> _Task brief_: Word for word, restate the lines of the material below from its first line through the one containing "red car, one per instance". Omit the rest.

> _Exercise inputs_:
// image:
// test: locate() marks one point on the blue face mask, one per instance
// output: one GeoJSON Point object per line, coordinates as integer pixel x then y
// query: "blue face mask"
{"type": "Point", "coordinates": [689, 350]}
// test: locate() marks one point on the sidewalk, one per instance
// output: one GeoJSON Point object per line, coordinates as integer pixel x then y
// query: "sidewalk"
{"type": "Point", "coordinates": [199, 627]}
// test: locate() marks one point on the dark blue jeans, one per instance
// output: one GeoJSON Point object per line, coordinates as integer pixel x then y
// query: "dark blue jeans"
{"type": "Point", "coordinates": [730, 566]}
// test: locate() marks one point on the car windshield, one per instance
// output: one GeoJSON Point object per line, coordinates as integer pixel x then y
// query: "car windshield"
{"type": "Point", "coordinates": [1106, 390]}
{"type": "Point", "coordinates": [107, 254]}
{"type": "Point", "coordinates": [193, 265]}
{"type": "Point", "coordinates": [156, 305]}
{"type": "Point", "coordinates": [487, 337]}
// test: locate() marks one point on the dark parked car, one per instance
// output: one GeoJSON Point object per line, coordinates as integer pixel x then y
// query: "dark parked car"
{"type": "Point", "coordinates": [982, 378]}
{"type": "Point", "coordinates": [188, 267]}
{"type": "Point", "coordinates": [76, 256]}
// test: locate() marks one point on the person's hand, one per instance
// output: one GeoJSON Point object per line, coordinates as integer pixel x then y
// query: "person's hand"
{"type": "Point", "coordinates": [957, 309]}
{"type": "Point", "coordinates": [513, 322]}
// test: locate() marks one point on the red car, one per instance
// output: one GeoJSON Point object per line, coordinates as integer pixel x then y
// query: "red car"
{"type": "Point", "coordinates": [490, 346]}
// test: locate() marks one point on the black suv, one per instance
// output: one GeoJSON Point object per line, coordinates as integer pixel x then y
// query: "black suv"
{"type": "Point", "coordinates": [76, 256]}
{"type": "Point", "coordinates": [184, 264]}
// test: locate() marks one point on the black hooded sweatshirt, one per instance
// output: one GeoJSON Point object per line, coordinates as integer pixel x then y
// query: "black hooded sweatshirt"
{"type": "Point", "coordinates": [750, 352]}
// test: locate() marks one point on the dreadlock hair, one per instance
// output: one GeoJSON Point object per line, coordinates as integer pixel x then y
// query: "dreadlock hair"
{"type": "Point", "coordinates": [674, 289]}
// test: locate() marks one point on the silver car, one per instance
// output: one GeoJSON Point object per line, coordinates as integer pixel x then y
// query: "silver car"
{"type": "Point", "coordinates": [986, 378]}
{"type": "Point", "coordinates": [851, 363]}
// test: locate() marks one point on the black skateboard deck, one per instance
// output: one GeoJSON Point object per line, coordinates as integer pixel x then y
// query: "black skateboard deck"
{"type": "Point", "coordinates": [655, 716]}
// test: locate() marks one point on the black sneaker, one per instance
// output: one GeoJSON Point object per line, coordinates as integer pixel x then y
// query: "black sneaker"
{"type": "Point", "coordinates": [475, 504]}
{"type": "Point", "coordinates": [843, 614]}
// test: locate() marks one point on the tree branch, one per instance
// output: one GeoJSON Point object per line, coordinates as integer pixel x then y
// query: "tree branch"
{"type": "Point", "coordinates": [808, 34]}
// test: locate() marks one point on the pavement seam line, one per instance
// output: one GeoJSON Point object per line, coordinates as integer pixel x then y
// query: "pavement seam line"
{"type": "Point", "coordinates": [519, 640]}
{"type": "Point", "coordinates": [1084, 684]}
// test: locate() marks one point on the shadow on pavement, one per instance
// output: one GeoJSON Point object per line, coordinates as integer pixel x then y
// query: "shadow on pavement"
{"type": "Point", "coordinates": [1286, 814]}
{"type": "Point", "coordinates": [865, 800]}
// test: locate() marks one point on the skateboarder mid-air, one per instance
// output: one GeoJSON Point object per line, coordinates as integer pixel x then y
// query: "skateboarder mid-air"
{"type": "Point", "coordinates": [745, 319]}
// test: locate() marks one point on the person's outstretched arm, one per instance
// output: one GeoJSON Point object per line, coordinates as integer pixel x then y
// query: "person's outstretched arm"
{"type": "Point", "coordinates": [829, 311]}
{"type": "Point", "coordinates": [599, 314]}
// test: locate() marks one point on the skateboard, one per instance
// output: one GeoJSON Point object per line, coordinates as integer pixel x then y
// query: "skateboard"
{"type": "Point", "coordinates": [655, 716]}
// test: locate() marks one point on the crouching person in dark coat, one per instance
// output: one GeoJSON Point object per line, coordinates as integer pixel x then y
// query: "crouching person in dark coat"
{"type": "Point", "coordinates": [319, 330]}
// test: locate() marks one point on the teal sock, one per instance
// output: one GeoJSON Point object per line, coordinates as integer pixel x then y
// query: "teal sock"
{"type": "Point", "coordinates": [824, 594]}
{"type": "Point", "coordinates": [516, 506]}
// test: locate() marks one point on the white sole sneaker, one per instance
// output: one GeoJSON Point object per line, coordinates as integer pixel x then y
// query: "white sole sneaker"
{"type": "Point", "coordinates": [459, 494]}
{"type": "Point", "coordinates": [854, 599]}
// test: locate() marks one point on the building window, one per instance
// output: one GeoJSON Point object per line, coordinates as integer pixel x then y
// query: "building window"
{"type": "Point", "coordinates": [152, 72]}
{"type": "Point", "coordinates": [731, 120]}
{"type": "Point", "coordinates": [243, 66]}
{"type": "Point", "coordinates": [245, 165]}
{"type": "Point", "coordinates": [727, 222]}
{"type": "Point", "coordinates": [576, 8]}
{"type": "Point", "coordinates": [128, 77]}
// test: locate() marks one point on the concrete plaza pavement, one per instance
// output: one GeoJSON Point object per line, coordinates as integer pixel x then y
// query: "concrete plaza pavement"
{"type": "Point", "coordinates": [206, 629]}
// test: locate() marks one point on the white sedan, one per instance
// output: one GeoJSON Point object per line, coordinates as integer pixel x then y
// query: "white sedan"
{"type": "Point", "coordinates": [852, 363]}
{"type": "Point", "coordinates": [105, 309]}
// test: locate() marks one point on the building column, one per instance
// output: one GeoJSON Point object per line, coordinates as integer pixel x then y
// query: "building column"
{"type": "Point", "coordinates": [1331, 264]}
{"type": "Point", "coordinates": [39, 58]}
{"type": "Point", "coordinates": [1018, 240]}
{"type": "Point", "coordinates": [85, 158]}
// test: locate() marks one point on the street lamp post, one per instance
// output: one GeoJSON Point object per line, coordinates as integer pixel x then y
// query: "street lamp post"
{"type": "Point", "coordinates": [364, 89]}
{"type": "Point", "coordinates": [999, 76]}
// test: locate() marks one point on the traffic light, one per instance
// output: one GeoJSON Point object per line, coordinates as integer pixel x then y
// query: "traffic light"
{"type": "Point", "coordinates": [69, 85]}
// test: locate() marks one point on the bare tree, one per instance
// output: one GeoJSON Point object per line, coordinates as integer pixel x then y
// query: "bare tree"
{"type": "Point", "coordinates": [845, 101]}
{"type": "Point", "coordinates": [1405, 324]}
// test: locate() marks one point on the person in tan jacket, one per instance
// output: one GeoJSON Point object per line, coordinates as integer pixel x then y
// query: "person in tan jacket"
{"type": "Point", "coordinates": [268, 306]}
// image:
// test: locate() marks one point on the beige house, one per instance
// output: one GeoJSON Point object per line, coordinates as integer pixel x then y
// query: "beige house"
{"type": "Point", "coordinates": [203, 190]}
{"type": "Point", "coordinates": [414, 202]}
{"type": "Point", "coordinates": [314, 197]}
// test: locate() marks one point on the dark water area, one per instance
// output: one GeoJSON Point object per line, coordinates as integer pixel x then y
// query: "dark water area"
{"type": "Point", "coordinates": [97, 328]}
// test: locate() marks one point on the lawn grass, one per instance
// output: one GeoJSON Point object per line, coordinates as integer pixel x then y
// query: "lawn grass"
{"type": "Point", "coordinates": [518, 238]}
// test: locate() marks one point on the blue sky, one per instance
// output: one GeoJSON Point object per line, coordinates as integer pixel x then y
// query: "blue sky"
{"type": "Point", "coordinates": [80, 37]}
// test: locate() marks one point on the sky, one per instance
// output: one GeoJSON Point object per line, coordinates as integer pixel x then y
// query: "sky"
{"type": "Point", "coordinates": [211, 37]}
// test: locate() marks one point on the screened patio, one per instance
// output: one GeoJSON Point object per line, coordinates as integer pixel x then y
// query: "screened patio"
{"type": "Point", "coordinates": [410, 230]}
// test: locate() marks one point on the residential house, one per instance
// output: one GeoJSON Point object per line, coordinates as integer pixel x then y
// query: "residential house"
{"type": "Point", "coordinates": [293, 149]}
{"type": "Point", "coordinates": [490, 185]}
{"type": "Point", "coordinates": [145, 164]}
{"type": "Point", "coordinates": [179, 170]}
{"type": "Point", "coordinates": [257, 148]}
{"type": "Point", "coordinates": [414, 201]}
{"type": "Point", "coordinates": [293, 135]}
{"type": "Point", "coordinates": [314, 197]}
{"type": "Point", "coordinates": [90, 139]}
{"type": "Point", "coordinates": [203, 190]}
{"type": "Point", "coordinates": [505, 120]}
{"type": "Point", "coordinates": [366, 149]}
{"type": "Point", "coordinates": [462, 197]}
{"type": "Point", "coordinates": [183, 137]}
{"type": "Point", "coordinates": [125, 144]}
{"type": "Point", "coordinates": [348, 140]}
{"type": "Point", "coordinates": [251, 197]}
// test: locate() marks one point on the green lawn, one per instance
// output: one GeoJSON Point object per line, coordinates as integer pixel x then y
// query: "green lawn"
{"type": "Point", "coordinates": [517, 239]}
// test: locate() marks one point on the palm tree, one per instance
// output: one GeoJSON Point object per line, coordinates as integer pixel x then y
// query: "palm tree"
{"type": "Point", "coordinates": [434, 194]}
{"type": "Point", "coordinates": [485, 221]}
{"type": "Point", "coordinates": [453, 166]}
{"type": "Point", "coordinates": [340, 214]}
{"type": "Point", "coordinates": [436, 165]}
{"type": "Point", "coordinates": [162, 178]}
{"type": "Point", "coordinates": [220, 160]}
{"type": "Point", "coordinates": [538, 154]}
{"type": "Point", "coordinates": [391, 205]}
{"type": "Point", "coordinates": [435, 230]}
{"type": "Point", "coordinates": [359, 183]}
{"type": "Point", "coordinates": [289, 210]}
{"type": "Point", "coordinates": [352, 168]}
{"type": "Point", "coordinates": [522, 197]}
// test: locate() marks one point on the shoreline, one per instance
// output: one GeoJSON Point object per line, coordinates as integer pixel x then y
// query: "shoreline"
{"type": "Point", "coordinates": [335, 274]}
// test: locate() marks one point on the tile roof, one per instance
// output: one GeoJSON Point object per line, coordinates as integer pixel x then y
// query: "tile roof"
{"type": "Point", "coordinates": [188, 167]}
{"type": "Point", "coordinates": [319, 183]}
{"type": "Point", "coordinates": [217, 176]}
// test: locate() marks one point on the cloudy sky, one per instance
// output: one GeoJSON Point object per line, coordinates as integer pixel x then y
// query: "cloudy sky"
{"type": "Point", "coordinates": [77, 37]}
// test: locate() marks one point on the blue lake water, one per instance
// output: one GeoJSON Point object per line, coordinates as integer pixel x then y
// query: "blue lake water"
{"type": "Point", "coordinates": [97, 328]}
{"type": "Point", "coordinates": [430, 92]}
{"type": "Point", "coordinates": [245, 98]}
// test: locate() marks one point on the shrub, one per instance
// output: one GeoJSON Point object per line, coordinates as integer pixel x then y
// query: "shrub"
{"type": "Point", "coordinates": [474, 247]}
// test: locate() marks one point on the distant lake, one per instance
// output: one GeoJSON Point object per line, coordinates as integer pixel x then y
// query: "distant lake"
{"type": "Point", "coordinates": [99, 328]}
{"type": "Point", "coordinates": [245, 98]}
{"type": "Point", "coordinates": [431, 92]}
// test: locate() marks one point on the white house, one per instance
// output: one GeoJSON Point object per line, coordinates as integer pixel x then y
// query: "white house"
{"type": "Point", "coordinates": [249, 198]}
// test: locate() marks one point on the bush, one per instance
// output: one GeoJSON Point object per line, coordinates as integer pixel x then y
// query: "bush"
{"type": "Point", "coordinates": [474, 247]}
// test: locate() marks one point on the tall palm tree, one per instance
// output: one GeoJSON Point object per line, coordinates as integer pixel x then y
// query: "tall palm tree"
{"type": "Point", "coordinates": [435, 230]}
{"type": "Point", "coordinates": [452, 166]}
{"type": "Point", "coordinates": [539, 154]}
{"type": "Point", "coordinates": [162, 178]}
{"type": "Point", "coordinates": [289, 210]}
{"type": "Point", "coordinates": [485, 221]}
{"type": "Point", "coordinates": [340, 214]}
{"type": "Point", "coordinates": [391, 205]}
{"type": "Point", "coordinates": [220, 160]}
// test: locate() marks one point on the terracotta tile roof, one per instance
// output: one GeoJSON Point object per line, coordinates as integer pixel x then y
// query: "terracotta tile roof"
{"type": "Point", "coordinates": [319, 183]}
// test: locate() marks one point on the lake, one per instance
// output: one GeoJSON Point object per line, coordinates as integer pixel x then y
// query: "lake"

> _Exercise result_:
// image:
// test: locate() marks one point on the blue face mask, one per instance
// output: one GeoJSON Point object per line, coordinates as integer pixel x then y
// query: "blue face mask"
{"type": "Point", "coordinates": [689, 350]}
// test: locate() marks one point on the sidewalk, one per instance
// output: one GeoJSON Point object per line, coordinates as integer pixel x then y
// query: "sidewalk"
{"type": "Point", "coordinates": [199, 627]}
// test: locate() marks one point on the dark blue jeans, one per instance
// output: one GeoJSON Point object per line, coordinates as integer pixel x then y
// query: "dark blue jeans"
{"type": "Point", "coordinates": [730, 566]}
// test: locate() marks one point on the car windshield, one per instance
// output: one GeoJSON Point object per line, coordinates as integer pixel x then y
// query: "car windshield"
{"type": "Point", "coordinates": [1106, 390]}
{"type": "Point", "coordinates": [107, 254]}
{"type": "Point", "coordinates": [193, 265]}
{"type": "Point", "coordinates": [156, 305]}
{"type": "Point", "coordinates": [487, 337]}
// test: locate() marks one point on the dark parked car, one per instance
// output: one GeoJSON Point object per line, coordinates as integer pixel x then y
// query: "dark parked car"
{"type": "Point", "coordinates": [982, 378]}
{"type": "Point", "coordinates": [188, 267]}
{"type": "Point", "coordinates": [76, 256]}
// test: locate() marks one point on the person's hand, one per instance
// output: one GeoJSON Point object per line, coordinates as integer pixel x then y
// query: "person's hand"
{"type": "Point", "coordinates": [957, 309]}
{"type": "Point", "coordinates": [513, 322]}
// test: locate() marks one point on the red car, one per instance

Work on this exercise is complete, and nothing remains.